• **Task item**: The data that follows is to be copied exactly, with each image removed.

================================

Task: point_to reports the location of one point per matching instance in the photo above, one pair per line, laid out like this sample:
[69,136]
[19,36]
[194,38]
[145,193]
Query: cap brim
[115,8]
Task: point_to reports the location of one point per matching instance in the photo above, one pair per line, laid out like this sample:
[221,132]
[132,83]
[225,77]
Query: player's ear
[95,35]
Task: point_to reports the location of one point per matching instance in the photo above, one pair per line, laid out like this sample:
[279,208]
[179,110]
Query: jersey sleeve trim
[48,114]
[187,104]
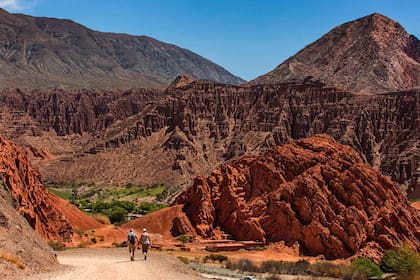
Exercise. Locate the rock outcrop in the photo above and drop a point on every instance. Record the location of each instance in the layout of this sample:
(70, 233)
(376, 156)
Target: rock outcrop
(52, 217)
(190, 129)
(373, 54)
(19, 243)
(313, 191)
(40, 52)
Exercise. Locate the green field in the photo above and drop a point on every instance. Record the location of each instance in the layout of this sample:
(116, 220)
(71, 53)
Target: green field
(113, 201)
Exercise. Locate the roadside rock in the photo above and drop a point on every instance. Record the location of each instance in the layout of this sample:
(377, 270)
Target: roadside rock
(314, 191)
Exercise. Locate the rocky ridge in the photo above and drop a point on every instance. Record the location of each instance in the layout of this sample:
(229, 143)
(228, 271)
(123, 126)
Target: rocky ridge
(40, 52)
(312, 191)
(33, 253)
(372, 54)
(53, 218)
(192, 128)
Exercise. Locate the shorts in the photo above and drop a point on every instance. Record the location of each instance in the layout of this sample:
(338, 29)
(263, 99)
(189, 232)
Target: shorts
(131, 247)
(145, 247)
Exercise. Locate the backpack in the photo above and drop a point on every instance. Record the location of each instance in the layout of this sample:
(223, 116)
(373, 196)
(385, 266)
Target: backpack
(132, 238)
(145, 238)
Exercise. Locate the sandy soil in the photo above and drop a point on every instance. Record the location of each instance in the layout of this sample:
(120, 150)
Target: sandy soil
(114, 263)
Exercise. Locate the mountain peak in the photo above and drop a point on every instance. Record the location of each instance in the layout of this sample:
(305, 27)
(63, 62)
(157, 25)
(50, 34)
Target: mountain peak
(41, 52)
(367, 55)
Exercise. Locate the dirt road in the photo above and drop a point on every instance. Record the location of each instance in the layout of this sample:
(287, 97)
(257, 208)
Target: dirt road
(114, 263)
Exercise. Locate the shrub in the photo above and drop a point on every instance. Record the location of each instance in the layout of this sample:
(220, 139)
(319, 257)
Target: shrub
(247, 265)
(12, 259)
(102, 219)
(116, 215)
(402, 261)
(215, 257)
(281, 267)
(184, 260)
(368, 267)
(328, 269)
(183, 238)
(354, 274)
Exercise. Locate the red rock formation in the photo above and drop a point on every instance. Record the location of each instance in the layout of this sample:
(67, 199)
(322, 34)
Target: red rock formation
(19, 240)
(168, 222)
(199, 125)
(195, 127)
(49, 215)
(369, 55)
(313, 191)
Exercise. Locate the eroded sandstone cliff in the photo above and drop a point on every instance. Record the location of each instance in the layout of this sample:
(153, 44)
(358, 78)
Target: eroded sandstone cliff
(193, 127)
(52, 217)
(313, 191)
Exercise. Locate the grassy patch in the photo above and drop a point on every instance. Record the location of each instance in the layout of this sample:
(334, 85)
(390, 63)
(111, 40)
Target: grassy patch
(12, 259)
(368, 267)
(403, 261)
(301, 267)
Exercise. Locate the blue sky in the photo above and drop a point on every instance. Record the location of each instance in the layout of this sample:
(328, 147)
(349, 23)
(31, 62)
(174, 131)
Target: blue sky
(248, 37)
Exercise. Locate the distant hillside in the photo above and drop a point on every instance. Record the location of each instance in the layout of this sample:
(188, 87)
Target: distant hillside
(371, 54)
(40, 52)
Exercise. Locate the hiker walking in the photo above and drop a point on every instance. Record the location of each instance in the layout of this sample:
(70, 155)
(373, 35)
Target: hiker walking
(132, 241)
(145, 242)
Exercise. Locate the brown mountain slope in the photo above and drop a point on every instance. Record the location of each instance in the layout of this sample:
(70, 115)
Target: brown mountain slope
(39, 52)
(52, 217)
(19, 241)
(148, 137)
(371, 54)
(312, 191)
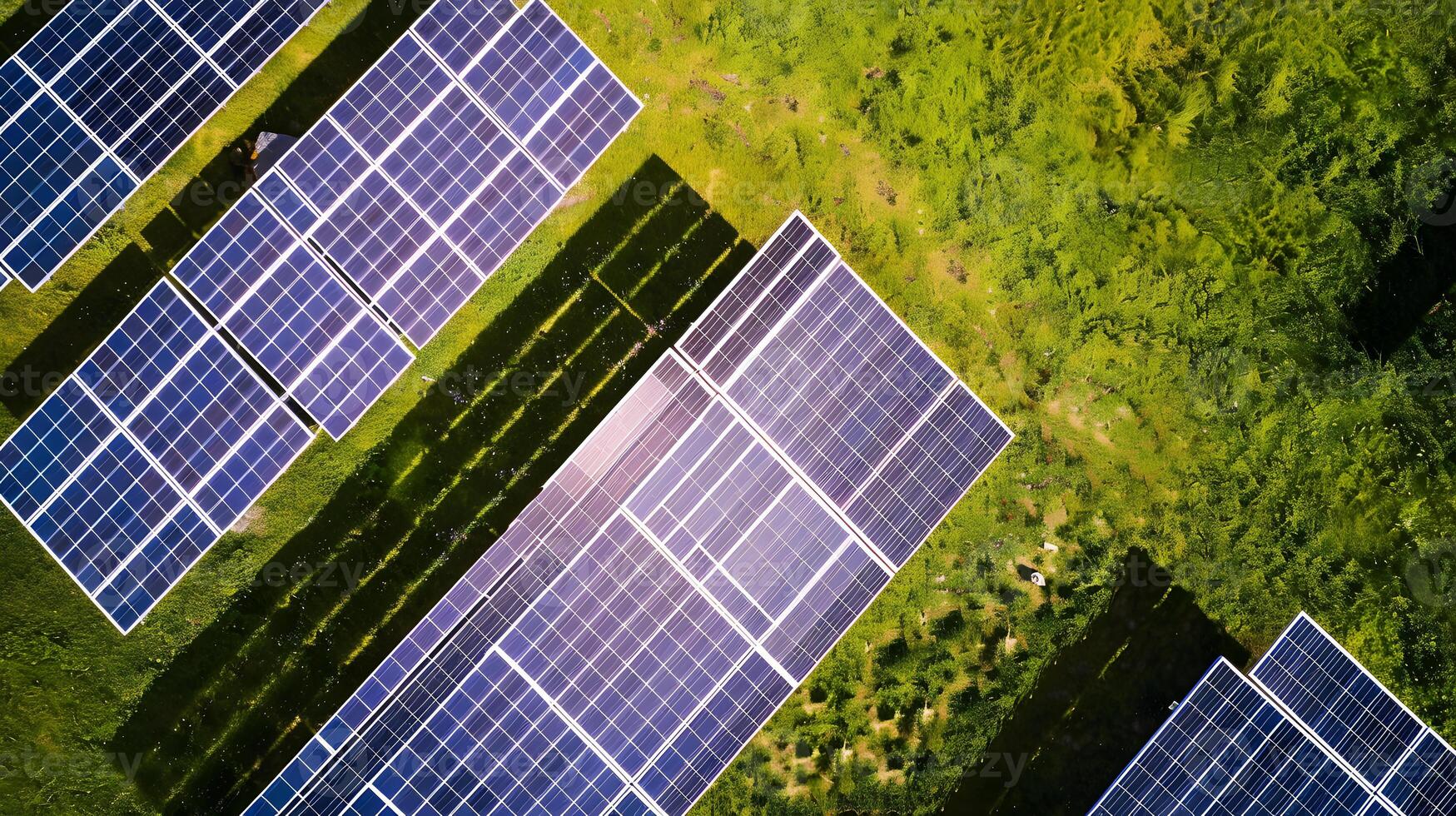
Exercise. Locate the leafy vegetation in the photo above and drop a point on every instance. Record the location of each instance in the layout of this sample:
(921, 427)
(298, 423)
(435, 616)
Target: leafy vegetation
(1193, 252)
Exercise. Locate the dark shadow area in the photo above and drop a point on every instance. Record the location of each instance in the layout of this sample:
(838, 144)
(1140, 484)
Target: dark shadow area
(245, 695)
(1407, 289)
(22, 25)
(117, 289)
(1096, 707)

================================

• **Response for this exercise**:
Task: point_to reports the location of one point per matching instance in the photo above, one pair per line, laid out like this sample:
[69,136]
[19,36]
[194,38]
[145,193]
Query: cap brim
[115,8]
Task: point_to reports the location of one point per matching instance in the photo above, one pair per line, laid out like this sample:
[221,132]
[132,83]
[225,77]
Query: player's ear
[95,35]
Task: point_to reports the location of one point per matching instance in the photo above, one pair per line, laid out like this sample:
[279,208]
[179,110]
Query: jersey sleeve trim
[48,114]
[187,104]
Exercise. Locate the rock outcrop in the photo above and drop a point on every instance. Record the location of each instance in the layout of this sample:
(70, 233)
(376, 156)
Target: rock outcrop
(52, 217)
(190, 129)
(373, 54)
(19, 243)
(313, 191)
(40, 52)
Exercise. Locate the green field in the photo above and drop a point on every instance. Record the location of each instance in the layout of this sample:
(116, 220)
(71, 53)
Target: green field
(113, 201)
Exercise. Locate the roadside rock in the photo above and drop a point on every instance. Record the location of each instance in the layout of this sample:
(377, 270)
Target: roadside rock
(314, 191)
Exercise. Locate the rocky ridge in the photo above and drop a point on every instance. Record the location of each instance in the layout of this sample:
(229, 143)
(228, 271)
(123, 126)
Target: rocky ridge
(40, 52)
(312, 191)
(33, 253)
(372, 54)
(53, 218)
(192, 128)
Exercise. Locate the shorts in the photo above and drop a point on every instance. Record the location of each instance in the layout of this sample:
(338, 29)
(263, 99)
(189, 232)
Target: shorts
(131, 247)
(145, 247)
Exercise. Locate the backpack in the photo above and drop a point on every instance. Record the location of each instance in the layout of this sample:
(223, 116)
(373, 196)
(385, 266)
Target: backpack
(132, 238)
(145, 238)
Exercise. Locate the sandy soil in the photo above and drop a point on every instance. Record the location of each instance in the layout of this sample:
(120, 150)
Target: sandy soil
(114, 263)
Exercise. Locate the mountain peak in the photo above and drop a point on every instance. Record the location of each instance in the layout of this sample:
(305, 27)
(63, 62)
(157, 25)
(50, 34)
Target: mountain peak
(41, 52)
(367, 55)
Exercise. Locate the dirt road in the photo above and drop a point on every instance. Record the location of each instance in the layout of this sample:
(287, 97)
(257, 208)
Target: dirt road
(114, 263)
Exercise. Locate the shrub in the photo above and drop a point on every instance. Record the location of each instance in the layout of this sample:
(220, 139)
(319, 257)
Target: shrub
(247, 265)
(12, 259)
(102, 219)
(116, 215)
(402, 261)
(215, 257)
(281, 267)
(184, 260)
(368, 267)
(328, 269)
(183, 238)
(354, 274)
Exercise. Locate the red rock formation in the photo above and drop a point on every instance. Record the location of each instance in the layout of this sample:
(67, 199)
(322, 34)
Target: red rock formation
(19, 240)
(168, 222)
(199, 125)
(195, 127)
(49, 215)
(369, 55)
(313, 191)
Exercise. Locate the eroded sandstone cliff in the photo above and drop a point on every instance. Record the location of each instance in the layout of this sample:
(153, 44)
(358, 78)
Target: eroded sandstone cliff
(193, 127)
(52, 217)
(313, 191)
Exercise. Locate the grassy patch in the photo above and drop a point on every instance. Record the location of each instance in the layout of this sample:
(334, 85)
(390, 63)
(111, 40)
Target: grassy patch
(12, 259)
(368, 267)
(403, 261)
(301, 267)
Exercise. Locate the blue sky in the photo above and drop a point on every instance. Record the location of each instance in the layout of this sample:
(328, 147)
(349, 23)
(31, 62)
(174, 131)
Target: blue sky
(248, 37)
Exercise. Locate the distant hillside in the photo above and drop a point on every instance. Record the location of each instance in the layout of this sample:
(188, 87)
Target: distant hillside
(371, 54)
(40, 52)
Exercise. Locate the hiker walking in the photo above and drop a point on every instance. Record the location of each instance in the layout of this sample:
(70, 155)
(373, 35)
Target: hiker walking
(132, 241)
(145, 242)
Exercise. Locate the brown mountain slope in the photo above and drop a point on every instance. Record the location of each instance in the layout of this sample:
(70, 115)
Target: brown mountain slope
(39, 52)
(52, 217)
(19, 241)
(148, 137)
(371, 54)
(312, 191)
Exercise. Locate the leafy vegetation in the photo above and drop a point on every instance. Record the location of each instance in the layout of this sample:
(921, 427)
(298, 423)
(435, 616)
Target: leafy vegetation
(1193, 252)
Exercise. Locate the dark shadow area in the photo above and drop a point on every instance. Record the location of each instance in the layout of this sample:
(838, 144)
(1140, 484)
Target: dark shadow area
(245, 695)
(1407, 289)
(22, 25)
(117, 289)
(1096, 707)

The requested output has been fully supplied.